---- Supplied material

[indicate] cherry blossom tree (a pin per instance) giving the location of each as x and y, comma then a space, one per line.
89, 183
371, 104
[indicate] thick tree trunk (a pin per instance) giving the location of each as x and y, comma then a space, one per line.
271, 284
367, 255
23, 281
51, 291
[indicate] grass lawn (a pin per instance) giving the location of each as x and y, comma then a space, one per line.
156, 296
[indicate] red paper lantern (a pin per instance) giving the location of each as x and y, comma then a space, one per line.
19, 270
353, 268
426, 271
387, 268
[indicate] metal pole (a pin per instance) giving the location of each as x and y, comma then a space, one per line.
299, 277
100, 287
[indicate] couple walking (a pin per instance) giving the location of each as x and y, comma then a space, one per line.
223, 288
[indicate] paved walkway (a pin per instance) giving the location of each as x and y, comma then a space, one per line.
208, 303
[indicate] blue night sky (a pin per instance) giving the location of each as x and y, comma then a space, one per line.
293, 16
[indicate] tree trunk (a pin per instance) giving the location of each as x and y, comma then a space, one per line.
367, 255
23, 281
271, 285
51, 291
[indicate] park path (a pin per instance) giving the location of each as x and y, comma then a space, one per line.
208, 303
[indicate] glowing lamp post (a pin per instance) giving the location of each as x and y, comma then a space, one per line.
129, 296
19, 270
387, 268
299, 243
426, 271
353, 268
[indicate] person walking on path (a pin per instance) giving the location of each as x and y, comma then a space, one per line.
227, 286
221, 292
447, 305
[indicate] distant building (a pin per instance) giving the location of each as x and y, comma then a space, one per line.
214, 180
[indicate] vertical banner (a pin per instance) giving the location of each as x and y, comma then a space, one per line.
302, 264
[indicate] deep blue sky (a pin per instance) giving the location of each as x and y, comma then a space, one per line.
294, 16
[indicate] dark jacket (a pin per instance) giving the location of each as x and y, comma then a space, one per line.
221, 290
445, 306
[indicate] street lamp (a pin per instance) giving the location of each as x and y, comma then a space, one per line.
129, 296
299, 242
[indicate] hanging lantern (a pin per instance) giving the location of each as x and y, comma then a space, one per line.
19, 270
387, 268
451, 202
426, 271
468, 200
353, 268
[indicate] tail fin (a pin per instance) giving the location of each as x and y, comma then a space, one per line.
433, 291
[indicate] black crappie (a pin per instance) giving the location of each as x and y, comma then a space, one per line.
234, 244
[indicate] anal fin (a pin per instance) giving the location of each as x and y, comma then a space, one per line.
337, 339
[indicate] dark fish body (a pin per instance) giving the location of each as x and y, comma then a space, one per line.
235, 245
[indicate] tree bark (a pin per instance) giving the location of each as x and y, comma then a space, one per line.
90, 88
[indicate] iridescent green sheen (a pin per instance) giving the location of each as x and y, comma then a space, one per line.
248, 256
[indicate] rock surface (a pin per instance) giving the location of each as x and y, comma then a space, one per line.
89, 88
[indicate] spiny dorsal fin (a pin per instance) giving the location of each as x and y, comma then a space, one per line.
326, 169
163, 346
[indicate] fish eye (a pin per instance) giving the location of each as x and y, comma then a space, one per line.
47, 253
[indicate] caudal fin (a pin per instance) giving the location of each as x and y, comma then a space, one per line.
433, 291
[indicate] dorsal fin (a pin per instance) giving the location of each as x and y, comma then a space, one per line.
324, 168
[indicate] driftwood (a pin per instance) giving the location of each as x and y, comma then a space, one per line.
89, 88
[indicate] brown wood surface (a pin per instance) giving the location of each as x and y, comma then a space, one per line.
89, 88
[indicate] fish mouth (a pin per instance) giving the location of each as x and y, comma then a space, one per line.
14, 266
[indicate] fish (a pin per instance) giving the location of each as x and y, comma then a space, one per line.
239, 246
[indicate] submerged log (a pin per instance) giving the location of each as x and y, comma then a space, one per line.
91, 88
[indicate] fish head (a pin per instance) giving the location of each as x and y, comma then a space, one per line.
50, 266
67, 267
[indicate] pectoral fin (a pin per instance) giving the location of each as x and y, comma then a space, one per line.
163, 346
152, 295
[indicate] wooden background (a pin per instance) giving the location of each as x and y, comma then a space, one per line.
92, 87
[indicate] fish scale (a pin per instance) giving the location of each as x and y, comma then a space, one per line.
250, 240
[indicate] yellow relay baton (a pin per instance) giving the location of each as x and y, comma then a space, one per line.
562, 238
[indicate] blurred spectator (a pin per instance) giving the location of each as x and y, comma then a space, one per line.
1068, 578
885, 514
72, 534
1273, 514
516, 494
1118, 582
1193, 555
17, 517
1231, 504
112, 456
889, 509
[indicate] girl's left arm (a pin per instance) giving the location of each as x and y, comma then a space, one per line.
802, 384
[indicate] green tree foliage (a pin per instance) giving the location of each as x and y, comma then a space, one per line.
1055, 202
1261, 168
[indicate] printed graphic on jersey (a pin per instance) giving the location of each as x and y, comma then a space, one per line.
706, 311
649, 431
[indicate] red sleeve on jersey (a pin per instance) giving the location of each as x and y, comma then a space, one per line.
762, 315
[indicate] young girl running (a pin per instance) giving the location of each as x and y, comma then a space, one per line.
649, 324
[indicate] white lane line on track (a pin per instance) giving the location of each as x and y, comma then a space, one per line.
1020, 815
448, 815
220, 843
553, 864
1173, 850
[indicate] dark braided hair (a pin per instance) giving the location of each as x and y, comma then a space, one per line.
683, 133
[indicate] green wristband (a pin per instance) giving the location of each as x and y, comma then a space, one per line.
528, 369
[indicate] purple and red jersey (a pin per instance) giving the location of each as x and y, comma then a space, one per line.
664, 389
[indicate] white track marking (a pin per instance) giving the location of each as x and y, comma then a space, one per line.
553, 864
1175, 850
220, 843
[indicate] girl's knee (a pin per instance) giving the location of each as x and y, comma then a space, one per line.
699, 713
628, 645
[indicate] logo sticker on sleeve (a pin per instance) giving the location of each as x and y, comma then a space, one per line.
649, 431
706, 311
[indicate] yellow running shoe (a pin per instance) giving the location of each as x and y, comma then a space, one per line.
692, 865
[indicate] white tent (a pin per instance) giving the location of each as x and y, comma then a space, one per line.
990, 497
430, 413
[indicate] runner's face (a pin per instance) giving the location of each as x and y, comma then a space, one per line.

--------

Set problem
Could you set down the entries word for word, starting with the line that contains "[indicate] purple and" and going on through the final line of the entries?

Answer for this exercise
[indicate] purple and red jersey (a pin per instance) giving the location of each as x and y, comma then a space, one per line.
664, 389
[indicate] white track marking (a pin per instance) giving the location of each as x and y, comma then a space, one per line.
553, 864
1175, 850
220, 843
[indicate] girl's knee (a pin per instance) giving the location of each as x and y, comma then a space, one per line.
699, 713
628, 645
[indicate] logo sticker on sleeve (a pin per instance) giving the location of each as x and y, comma then a space, one per line.
649, 431
706, 311
[indicate] yellow running shoe (a pin per instance) giving the location of each as x and y, comma then a space, one per line.
692, 865
[indicate] white tent (a pin per instance) giving the location of each as x and y, comma then a space, one per line.
990, 497
430, 413
[indicate] runner's face (a pin per instance) giving the location of each as x and y, comma then a space, one per line.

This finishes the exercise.